▸ **Goals**:
A. According to the commit page, which mixin does `BasePredictionIntervals` now inherit from alongside `BasePipeline`?
B. Please carry on the commit page from its last line shown, extending the diff.

▸ **Source extract**:

+-------+

Implement SavePredictionIntervalsMixin (#87)

* added save/load mixin * removed placeholders from base class * moved fixtures * added tests * added tests * updated changelog * review fixes
etna-team · Sep 23, 2023 · 4d87da9 · 4d87da9
1 parent a8fdd3c
commit 4d87da9
Show file tree

Hide file tree

Showing 6 changed files with 232 additions and 22 deletions.
diff --git a/CHANGELOG.md b/CHANGELOG.md
@@ -7,7 +7,8 @@ and this project adheres to [Semantic Versioning](https://semver.org/spec/v2.0.0
 
 ## Unreleased
 ### Added
-- Base class `BasePredictionIntervals` for prediction intervals into experimental module. ([#86](https://github.com/etna-team/etna/pull/86))
+- `SavePredictionIntervalsMixin` for the `BasePredictionIntervals` ([#87](https://github.com/etna-team/etna/pull/87))
+- Base class `BasePredictionIntervals` for prediction intervals into experimental module ([#86](https://github.com/etna-team/etna/pull/86))
 - Add `fit_params` parameter to `etna.models.sarimax.SARIMAXModel` ([#69](https://github.com/etna-team/etna/pull/69))
 - Add `quickstart` notebook, add `mechanics_of_forecasting` notebook ([#1343](https://github.com/tinkoff-ai/etna/pull/1343))
 - Add gallery of tutorials divided by level ([#46](https://github.com/etna-team/etna/pull/46))

diff --git a/etna/experimental/prediction_intervals/base.py b/etna/experimental/prediction_intervals/base.py
@@ -1,4 +1,3 @@
-import pathlib
 from abc import abstractmethod
 from typing import Dict
 from typing import Optional
@@ -8,10 +7,11 @@
 
 from etna.datasets import TSDataset
 from etna.distributions import BaseDistribution
+from etna.experimental.prediction_intervals.mixins import SavePredictionIntervalsMixin
 from etna.pipeline.base import BasePipeline
 
 
-class BasePredictionIntervals(BasePipeline):
+class BasePredictionIntervals(SavePredictionIntervalsMixin, BasePipeline):
     """Base class for prediction intervals methods.
 
     This class implements a wrapper interface for pipelines and ensembles that provides the ability to
@@ -113,15 +113,6 @@ def _forecast(self, ts: TSDataset, return_components: bool) -> TSDataset:
         """Make point forecasts using base pipeline or ensemble."""
         return self.pipeline._forecast(ts=ts, return_components=return_components)
 
-    def save(self, path: pathlib.Path):
-        """Implement in SavePredictionIntervalsMixin."""

+-------+

Records from a data collection:
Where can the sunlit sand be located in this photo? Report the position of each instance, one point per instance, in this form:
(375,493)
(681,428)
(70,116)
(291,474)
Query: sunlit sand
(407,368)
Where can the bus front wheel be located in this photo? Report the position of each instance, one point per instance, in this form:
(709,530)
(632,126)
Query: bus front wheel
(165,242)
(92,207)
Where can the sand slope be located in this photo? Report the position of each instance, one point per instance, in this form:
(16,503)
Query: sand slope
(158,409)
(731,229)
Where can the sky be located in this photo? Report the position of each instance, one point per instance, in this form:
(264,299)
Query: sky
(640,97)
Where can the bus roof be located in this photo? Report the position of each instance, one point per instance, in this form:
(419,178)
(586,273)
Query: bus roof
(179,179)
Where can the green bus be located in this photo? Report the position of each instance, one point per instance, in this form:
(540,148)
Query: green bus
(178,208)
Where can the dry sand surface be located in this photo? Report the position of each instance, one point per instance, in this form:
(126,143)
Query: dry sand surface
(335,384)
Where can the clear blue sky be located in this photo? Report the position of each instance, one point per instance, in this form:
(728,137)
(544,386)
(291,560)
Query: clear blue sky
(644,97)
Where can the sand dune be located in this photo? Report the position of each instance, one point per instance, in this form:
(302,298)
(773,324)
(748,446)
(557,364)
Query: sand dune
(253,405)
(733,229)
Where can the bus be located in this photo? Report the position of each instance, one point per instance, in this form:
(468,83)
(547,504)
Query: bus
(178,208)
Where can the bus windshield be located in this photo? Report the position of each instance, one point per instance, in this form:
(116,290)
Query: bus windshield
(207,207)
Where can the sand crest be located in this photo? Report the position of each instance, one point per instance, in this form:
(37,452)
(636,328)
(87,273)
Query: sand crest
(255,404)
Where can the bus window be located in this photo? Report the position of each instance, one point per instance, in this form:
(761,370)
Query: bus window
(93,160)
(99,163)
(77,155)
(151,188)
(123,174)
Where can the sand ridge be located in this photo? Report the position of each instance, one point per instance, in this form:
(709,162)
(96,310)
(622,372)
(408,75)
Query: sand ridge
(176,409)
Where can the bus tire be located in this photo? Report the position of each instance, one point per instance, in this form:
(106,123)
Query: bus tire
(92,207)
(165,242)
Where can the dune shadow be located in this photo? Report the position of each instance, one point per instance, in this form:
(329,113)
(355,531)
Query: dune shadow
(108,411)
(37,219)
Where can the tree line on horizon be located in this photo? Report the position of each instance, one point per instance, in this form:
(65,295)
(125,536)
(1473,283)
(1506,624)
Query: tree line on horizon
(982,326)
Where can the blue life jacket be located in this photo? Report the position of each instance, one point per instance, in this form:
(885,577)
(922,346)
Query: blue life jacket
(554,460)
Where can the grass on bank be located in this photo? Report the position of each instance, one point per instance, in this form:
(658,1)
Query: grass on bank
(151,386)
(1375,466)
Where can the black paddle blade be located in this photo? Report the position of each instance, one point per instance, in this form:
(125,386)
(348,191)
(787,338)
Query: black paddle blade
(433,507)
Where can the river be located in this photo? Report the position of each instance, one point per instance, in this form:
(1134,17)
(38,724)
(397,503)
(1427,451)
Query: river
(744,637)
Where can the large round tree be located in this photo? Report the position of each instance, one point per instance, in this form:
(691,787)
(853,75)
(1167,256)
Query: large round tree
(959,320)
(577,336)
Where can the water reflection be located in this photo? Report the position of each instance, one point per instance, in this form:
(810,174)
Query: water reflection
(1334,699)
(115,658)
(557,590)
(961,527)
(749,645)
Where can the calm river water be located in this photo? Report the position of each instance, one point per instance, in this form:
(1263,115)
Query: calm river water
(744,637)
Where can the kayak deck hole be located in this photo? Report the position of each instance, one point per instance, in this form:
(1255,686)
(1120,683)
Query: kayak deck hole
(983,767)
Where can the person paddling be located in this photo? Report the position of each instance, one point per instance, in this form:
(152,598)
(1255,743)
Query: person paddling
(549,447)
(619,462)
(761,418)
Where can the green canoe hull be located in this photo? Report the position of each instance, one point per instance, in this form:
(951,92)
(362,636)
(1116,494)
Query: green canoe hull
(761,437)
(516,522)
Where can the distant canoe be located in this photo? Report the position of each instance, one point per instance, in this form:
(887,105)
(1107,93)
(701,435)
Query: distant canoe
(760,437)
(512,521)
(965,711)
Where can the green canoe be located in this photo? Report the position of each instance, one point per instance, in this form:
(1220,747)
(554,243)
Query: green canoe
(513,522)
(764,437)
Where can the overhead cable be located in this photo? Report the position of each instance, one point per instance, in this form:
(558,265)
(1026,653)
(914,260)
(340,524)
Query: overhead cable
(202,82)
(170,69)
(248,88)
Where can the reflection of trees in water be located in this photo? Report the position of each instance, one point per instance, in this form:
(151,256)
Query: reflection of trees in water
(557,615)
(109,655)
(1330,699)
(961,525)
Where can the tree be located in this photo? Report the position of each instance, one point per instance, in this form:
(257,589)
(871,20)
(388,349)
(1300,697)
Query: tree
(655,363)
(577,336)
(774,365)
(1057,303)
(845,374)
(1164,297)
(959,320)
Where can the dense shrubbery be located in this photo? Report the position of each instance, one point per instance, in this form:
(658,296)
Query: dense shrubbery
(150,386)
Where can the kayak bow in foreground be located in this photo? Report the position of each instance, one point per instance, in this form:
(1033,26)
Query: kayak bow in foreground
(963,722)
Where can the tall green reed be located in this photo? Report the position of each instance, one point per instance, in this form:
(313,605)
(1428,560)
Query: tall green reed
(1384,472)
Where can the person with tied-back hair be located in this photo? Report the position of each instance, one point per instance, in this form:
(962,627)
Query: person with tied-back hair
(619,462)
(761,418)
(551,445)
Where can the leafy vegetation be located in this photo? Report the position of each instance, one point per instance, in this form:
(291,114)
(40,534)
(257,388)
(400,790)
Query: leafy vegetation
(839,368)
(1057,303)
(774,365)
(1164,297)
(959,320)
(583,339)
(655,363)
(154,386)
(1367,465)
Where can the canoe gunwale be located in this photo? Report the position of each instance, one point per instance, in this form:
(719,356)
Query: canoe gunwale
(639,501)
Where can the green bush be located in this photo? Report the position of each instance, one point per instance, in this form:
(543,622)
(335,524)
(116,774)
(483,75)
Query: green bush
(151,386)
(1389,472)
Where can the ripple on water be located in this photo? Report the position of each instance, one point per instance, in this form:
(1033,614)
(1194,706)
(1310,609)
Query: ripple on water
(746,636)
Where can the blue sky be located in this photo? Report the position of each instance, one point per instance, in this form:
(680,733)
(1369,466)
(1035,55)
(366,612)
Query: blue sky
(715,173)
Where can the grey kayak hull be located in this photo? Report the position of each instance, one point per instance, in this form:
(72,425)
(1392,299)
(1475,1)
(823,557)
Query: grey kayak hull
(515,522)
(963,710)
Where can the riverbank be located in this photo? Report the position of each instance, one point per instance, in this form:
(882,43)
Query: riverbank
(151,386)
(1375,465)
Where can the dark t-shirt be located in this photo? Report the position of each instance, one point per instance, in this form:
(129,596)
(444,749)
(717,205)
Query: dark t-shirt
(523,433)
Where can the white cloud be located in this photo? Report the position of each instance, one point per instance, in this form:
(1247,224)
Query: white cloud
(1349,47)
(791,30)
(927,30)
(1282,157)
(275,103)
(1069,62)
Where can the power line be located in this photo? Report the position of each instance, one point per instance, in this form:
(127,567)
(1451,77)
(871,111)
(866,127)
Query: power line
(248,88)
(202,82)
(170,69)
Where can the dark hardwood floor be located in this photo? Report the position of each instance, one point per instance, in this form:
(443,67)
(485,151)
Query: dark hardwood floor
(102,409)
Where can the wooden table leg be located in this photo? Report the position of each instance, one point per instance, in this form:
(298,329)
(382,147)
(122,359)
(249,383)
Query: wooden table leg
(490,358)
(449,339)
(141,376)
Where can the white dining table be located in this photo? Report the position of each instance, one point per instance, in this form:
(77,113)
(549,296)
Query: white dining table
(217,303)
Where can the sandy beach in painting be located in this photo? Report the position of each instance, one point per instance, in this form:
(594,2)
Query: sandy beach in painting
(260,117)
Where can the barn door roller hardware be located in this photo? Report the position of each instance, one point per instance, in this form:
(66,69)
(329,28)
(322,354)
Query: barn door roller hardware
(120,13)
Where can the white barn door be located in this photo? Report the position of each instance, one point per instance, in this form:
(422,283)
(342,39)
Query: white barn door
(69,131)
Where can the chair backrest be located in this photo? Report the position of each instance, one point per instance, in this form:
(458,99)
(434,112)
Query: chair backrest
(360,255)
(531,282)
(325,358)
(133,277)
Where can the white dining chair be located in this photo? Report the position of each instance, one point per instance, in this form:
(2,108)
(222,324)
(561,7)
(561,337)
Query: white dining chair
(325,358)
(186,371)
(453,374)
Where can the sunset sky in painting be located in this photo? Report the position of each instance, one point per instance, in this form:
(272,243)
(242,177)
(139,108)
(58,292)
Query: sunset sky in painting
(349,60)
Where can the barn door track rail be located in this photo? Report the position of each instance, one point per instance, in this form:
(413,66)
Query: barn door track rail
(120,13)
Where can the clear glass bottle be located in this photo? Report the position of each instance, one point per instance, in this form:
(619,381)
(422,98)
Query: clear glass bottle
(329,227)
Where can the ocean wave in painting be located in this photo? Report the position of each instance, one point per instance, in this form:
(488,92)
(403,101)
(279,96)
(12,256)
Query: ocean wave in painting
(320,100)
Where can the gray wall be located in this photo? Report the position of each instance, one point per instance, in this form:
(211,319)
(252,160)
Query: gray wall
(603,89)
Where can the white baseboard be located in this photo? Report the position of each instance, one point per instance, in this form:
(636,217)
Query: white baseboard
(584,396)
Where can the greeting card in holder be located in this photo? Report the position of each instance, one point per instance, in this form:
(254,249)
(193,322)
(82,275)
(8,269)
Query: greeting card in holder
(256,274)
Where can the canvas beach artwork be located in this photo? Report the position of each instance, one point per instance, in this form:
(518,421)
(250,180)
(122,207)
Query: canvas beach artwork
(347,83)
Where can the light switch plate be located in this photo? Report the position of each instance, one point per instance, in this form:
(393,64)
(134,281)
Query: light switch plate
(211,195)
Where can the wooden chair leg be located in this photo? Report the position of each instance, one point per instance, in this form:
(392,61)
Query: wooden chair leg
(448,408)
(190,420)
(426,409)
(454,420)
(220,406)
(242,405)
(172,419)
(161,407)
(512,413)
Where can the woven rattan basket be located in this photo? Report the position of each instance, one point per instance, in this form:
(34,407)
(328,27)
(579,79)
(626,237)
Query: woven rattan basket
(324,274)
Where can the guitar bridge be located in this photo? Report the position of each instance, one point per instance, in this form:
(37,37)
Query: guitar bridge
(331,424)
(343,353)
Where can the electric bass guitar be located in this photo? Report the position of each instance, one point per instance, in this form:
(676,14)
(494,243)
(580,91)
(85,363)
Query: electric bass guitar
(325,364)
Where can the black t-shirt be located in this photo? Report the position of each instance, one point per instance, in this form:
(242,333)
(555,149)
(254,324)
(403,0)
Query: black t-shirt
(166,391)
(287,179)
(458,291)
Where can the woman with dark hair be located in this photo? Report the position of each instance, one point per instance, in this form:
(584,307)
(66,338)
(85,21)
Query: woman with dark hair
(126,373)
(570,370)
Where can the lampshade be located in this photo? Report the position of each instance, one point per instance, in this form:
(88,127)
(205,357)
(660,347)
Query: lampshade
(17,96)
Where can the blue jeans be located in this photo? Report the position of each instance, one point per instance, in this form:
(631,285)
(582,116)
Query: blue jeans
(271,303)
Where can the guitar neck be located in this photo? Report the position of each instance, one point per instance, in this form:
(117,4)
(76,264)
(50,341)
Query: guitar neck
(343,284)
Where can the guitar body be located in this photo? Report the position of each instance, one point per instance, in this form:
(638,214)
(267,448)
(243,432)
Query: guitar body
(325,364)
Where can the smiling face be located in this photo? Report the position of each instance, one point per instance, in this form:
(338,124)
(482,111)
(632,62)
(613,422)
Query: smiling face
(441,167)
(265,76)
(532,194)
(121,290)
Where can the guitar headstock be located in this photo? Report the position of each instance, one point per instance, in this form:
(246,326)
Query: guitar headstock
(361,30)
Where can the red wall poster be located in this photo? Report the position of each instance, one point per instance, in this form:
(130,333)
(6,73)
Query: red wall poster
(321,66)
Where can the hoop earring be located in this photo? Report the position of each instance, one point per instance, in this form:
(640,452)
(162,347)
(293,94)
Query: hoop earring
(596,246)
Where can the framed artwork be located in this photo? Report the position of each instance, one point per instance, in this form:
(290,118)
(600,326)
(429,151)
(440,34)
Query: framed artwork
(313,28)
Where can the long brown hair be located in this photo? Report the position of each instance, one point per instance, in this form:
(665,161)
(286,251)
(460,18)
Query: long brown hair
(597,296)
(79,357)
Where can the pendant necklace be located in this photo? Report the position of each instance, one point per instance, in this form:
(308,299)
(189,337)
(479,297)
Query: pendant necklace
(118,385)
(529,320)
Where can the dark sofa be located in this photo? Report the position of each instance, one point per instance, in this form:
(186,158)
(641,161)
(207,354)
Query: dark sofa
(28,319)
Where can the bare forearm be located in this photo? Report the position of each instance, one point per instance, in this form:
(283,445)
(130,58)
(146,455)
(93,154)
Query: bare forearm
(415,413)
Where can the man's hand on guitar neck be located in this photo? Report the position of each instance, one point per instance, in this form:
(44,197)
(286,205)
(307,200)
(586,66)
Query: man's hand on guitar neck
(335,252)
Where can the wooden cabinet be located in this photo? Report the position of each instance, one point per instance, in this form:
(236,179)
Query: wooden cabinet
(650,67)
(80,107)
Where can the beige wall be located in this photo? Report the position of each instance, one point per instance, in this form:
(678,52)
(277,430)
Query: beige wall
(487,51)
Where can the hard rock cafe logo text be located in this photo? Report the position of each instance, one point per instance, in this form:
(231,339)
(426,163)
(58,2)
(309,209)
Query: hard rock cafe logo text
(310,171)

+-------+

▸ **Answers to each task**:
A. `SavePredictionIntervalsMixin`

B.
-        pass
-
-    @classmethod
-    def load(cls, path: pathlib.Path):
-        """Implement in SavePredictionIntervalsMixin."""
-        pass
-
     def forecast(
         self,
         ts: Optional[TSDataset] = None,

diff --git a/etna/experimental/prediction_intervals/mixins.py b/etna/experimental/prediction_intervals/mixins.py
@@ -0,0 +1,92 @@
+import pathlib
+import tempfile
+import zipfile
+from typing import Optional
+
+from typing_extensions import Self
+
+from etna.core import SaveMixin
+from etna.core import load
+from etna.datasets import TSDataset
+from etna.pipeline import BasePipeline
+
+
+class SavePredictionIntervalsMixin(SaveMixin):
+    """Implementation of ``AbstractSaveable`` abstract class for prediction intervals with pipelines inside.
+
+    It saves object to the zip archive with 3 entities:
+
+    * metadata.json: contains library version and class name.
+
+    * object.pkl: pickled without pipeline and ts.
+
+    * pipeline.zip: pipeline archive, saved with its own method.
+    """
+
+    def save(self, path: pathlib.Path):
+        """Save the object.
+
+        Parameters
+        ----------
+        path:
+            Path to save object to.
+        """
+        self.pipeline: BasePipeline
+
+        pipeline = self.pipeline
+
+        try:
+            # extract pipeline to save it with its own method later
+            delattr(self, "pipeline")
+
+            # save the remaining part
+            super().save(path=path)
+
+        finally:
+            self.pipeline = pipeline
+
+        with zipfile.ZipFile(path, "a") as archive:
+            with tempfile.TemporaryDirectory() as _temp_dir:
+                temp_dir = pathlib.Path(_temp_dir)
+
+                # save pipeline separately and add to the archive
+                pipeline_save_path = temp_dir / "pipeline.zip"
+                pipeline.save(path=pipeline_save_path)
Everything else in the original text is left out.